Record excerpts:
■ ■ ■ ■
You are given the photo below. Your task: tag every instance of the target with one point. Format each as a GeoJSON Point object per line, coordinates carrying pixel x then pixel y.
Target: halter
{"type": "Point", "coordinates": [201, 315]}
■ ■ ■ ■
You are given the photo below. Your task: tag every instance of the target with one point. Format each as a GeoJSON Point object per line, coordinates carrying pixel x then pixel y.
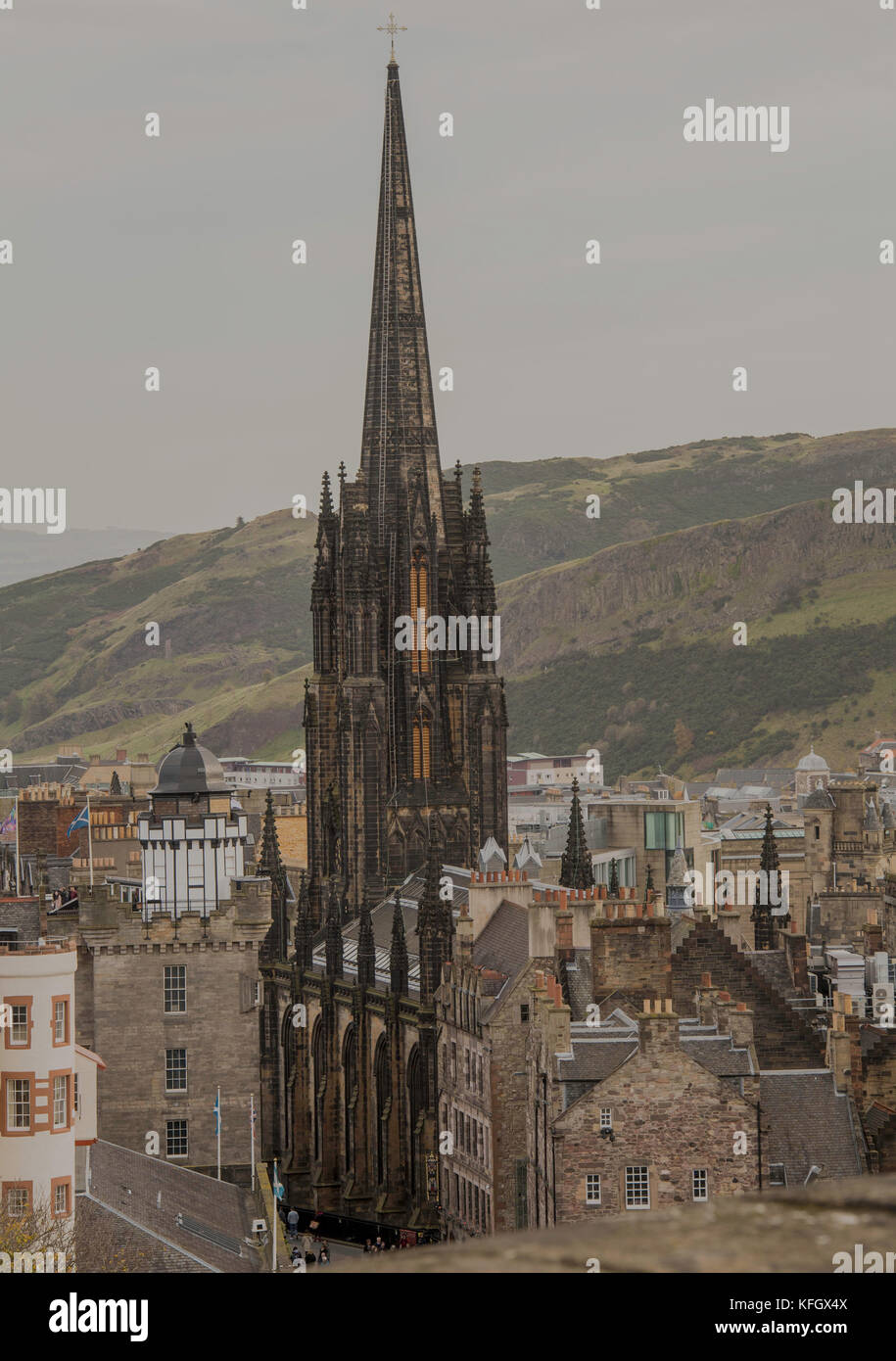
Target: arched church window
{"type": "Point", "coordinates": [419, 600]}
■ ■ ■ ■
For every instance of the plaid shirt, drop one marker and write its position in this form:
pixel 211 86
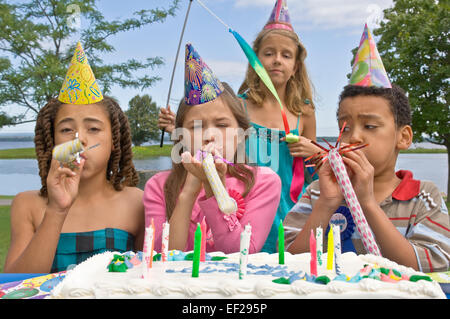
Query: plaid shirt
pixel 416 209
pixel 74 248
■ ■ ■ ■
Description of the task: Copy the listing word for word, from the line containing "For every instance" down to the line containing "pixel 74 248", with both of those lines included. Omit the picture from your copy.

Response to the task:
For every instance of the plaid shirt, drop one marker and write its position in this form:
pixel 211 86
Query: plaid shirt
pixel 416 209
pixel 74 248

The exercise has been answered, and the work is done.